◆ AIM OF THE TASK
Rewrite every row below, substituting "central point" for "innermost point" and changing nothing else. Leave the pictures out.

══ DATASET RECORDS

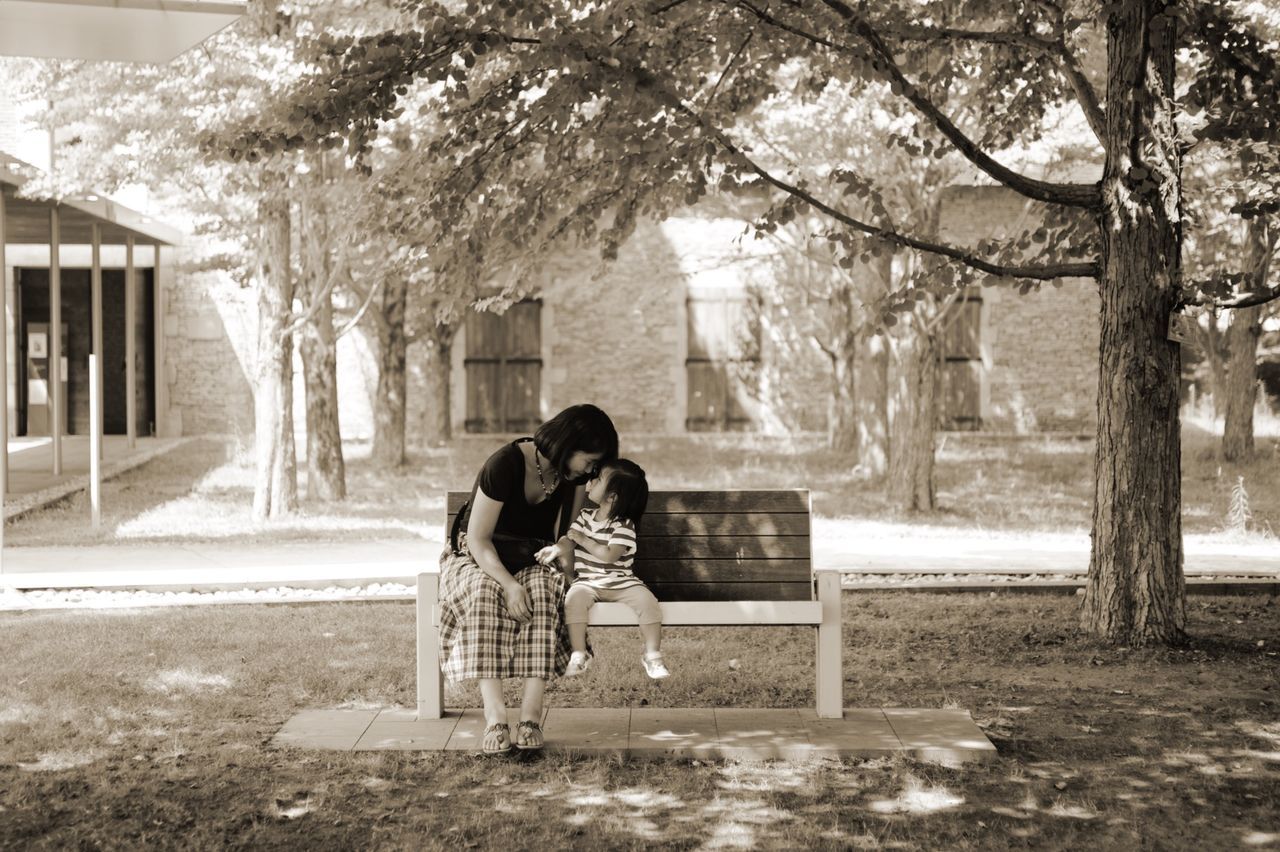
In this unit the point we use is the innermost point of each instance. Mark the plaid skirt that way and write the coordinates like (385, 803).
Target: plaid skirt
(480, 640)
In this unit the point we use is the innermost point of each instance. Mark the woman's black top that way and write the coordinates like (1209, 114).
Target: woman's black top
(503, 479)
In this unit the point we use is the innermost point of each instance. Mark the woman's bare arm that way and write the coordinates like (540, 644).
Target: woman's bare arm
(480, 526)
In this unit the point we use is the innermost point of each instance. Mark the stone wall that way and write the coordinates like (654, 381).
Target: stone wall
(1041, 349)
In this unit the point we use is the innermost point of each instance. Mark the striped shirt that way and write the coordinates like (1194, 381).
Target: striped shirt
(595, 572)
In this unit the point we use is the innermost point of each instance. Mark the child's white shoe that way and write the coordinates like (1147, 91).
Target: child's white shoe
(654, 665)
(579, 663)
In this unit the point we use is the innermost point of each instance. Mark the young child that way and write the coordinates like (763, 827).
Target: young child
(604, 548)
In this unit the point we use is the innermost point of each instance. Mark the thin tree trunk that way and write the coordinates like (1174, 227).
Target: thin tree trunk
(1136, 592)
(327, 470)
(842, 410)
(438, 347)
(1240, 389)
(873, 417)
(914, 431)
(389, 401)
(873, 434)
(275, 489)
(1242, 351)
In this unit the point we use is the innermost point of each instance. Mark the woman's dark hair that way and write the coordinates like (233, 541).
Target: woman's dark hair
(577, 429)
(630, 489)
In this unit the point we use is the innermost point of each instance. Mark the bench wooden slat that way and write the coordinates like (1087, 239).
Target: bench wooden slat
(745, 571)
(716, 525)
(679, 502)
(739, 612)
(727, 548)
(732, 591)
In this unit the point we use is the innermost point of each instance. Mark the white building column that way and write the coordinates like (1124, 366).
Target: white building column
(131, 346)
(95, 381)
(4, 375)
(55, 339)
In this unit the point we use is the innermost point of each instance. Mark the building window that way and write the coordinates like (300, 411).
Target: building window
(723, 360)
(504, 369)
(961, 363)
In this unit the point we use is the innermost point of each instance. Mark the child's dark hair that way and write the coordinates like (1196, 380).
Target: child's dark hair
(630, 489)
(577, 429)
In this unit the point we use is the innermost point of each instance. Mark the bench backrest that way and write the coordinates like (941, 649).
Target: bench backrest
(718, 545)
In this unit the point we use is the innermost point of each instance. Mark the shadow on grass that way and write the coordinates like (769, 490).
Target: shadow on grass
(152, 728)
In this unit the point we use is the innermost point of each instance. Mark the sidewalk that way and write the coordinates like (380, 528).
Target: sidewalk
(853, 546)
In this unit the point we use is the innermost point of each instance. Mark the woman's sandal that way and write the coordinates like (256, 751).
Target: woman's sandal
(497, 740)
(529, 736)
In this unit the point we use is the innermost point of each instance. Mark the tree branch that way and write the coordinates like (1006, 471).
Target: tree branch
(1070, 195)
(1040, 273)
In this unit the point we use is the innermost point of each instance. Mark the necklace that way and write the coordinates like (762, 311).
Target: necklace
(542, 482)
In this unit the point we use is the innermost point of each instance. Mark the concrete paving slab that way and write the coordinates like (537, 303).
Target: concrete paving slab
(862, 733)
(333, 729)
(417, 734)
(673, 732)
(595, 731)
(330, 722)
(940, 736)
(467, 734)
(796, 734)
(762, 734)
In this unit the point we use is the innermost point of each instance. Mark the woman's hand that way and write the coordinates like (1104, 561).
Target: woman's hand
(565, 550)
(517, 601)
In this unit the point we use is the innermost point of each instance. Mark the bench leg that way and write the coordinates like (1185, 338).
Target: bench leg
(430, 683)
(831, 676)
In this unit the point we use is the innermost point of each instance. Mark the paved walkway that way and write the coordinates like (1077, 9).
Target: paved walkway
(223, 566)
(31, 462)
(937, 736)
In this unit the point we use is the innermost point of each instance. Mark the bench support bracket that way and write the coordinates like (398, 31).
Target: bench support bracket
(831, 678)
(430, 682)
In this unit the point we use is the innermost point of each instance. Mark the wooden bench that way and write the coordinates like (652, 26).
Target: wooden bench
(713, 558)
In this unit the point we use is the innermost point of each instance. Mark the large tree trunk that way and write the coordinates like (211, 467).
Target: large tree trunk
(275, 489)
(1240, 389)
(327, 470)
(915, 418)
(437, 356)
(1136, 592)
(389, 398)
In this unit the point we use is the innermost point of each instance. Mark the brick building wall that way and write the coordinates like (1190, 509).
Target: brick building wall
(618, 338)
(1041, 349)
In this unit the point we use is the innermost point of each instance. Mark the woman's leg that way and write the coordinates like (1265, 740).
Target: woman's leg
(577, 605)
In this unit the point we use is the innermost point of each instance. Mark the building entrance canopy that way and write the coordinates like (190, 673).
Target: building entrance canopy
(133, 31)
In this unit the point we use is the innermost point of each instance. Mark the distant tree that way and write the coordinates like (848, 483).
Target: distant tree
(554, 115)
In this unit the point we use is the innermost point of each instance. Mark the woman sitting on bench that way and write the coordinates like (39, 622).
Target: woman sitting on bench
(501, 613)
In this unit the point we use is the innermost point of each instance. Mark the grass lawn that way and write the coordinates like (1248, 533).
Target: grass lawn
(1000, 485)
(150, 728)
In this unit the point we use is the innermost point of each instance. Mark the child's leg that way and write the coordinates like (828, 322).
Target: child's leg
(652, 635)
(577, 605)
(648, 613)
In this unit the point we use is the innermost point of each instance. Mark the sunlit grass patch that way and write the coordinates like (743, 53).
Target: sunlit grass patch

════

◆ TASK SOLUTION
In this unit the point we use is the central point of each instance. Mark the plaid skirt that way and write the coordinates like (385, 803).
Target: plaid skirt
(480, 640)
In this unit the point we use is the central point of each instance. Mark the woman's black top that way and write the coordinates like (1209, 114).
Target: woman's black top
(503, 479)
In this unit the point we use is the central point of each instance. Mark the woman's bare arm that way and write the coordinates like (540, 644).
Target: woman's bare arm
(480, 526)
In this unit the point we use is the central point of each instance. Mark the stone wall that way and write the coordinates like (654, 381).
Target: stone wall
(1041, 349)
In this unit the point we use is the central point of each instance. Mark the striped shirt that way and write the coordinates like (1194, 381).
Target: striped shirt
(595, 572)
In this unit the point we use is the central point of each instance. Mark the child's white shoe that way and write the coordinates like (1147, 91).
Target: child's white shoe
(654, 665)
(579, 663)
In this unit the point we use is the central point of each instance. Mark the young child that way and write the coordinates like (763, 827).
Target: young child
(604, 548)
In this unit the point we use is the central point of each instance. Mark the thin tree trunk that way and write the coordinates like (1174, 227).
Target: thin tree trunk
(1136, 592)
(327, 470)
(842, 410)
(438, 347)
(1240, 389)
(873, 417)
(914, 431)
(389, 401)
(873, 434)
(275, 489)
(1242, 351)
In this unit the point we use is the central point of each instance. Mark the woman's dark hair that way and write the coordinates like (233, 541).
Target: woman's dark hair
(577, 429)
(630, 489)
In this unit the point we use is the central point of each instance. Mark the bench wooden slat that way and write the coordinates like (1087, 239).
Target: bench wooden slat
(745, 571)
(716, 525)
(679, 502)
(739, 612)
(727, 548)
(732, 591)
In this unit the point we use is the central point of each instance. Mark the white building column that way and write the coordinates like (1124, 366).
Target: white building column
(131, 346)
(95, 381)
(4, 375)
(55, 339)
In this unit the point we use is the central point of each instance. Mark the building window that way and write the coordinates like (300, 411).
Target: building window
(723, 360)
(504, 369)
(961, 363)
In this unit the point we use is the central point of each instance. Mark the child's dark hair that way and write the coordinates like (1196, 380).
Target: child's dark hair
(630, 489)
(577, 429)
In this unit the point we use is the central point of each instance. Mark the bench backrest that way and write the coordinates like (941, 649).
Target: bench backrest
(718, 545)
In this unit the point we use is the central point of each instance. Mark the shadow on grass that way and write the coordinates like (769, 490).
Target: shadow on grass
(152, 728)
In this unit the point we use is the central point of each instance. Mark the sidewalk that way and write the coordinates like (380, 528).
Target: sidewalk
(853, 546)
In this unit the point we use is the central point of each instance. Mark the woman's sandal that way and write the coordinates like (256, 751).
Target: woman's sandal
(497, 740)
(529, 736)
In this unit the point we use is the central point of each instance. Mark the tree branch that way and write the coordinates like (1006, 471).
Target: tree branch
(1070, 195)
(1040, 273)
In this unit the point we use is the central point of each instance. Mark the necklace that way and write the coordinates like (762, 311).
Target: necklace
(542, 482)
In this unit the point we use is the central point of each instance. Mark the concrete paving slab that way and write the coordinates like (537, 303).
Target: concrete paving slab
(862, 733)
(333, 729)
(417, 734)
(673, 732)
(595, 731)
(330, 722)
(940, 736)
(467, 734)
(796, 734)
(762, 734)
In this unit the point we use is the central point of each instance. Mark the woman's hand that way and write the coordinates like (1104, 561).
Target: woman's hand
(565, 550)
(517, 601)
In this unit the point we use is the central point of each instance. Mark the bench leg that way and write the coordinates like (1185, 338).
Target: bench leg
(430, 683)
(831, 676)
In this unit the point we use is the central point of each instance. Mark the paved walkway that way and write the coordinates like (1077, 9).
Target: paved walkway
(223, 566)
(31, 462)
(937, 736)
In this unit the point we use is the central point of each instance. Mark the bench support bracket that way and write the coordinates like (398, 31).
Target: bench support bracket
(831, 678)
(430, 682)
In this unit the point we use is the central point of each instance. Mark the wooden bench that way and write the coordinates like (652, 26).
Target: wooden bench
(713, 558)
In this unit the point we use is the central point of each instance. Mark the large tree trunk that way and write the coordinates like (211, 467).
Target: large tree trunk
(275, 489)
(1240, 389)
(327, 470)
(915, 418)
(437, 356)
(1136, 592)
(389, 398)
In this unit the point we use is the central point of each instance. Mark the brick building wall that way and write the coordinates like (1190, 509).
Target: brick building wall
(618, 338)
(1041, 349)
In this unit the point we use is the central point of each instance. Mark the woman's leg that way and write the coordinates like (1265, 740).
Target: woman's leg
(577, 605)
In this unit the point we use is the central point of each instance. Mark the building entrance canopy that way and write the coordinates like (190, 673).
Target: building entrance canopy
(133, 31)
In this unit the point we use is the central point of each instance. Mark the distant tree that way and write the coordinates like (848, 483).
Target: distant tree
(554, 115)
In this unit the point we use is the central point of each instance. Mark the woman sitting on bench that way and write the coordinates like (39, 622).
Target: woman sitting on bench
(501, 613)
In this unit the point we use is the central point of each instance. Mark the grass lawn that way and write the coordinates like (1248, 533).
Target: grass lawn
(1000, 485)
(150, 728)
In this unit the point we use is the central point of each instance. Mark the child's leg that way and write the coordinates like (828, 322).
Target: child's leg
(652, 635)
(577, 605)
(648, 613)
In this unit the point we use is the central point of each instance. Mark the sunlit grass patch that way and write the coordinates like (743, 53).
Target: sunlit grass patch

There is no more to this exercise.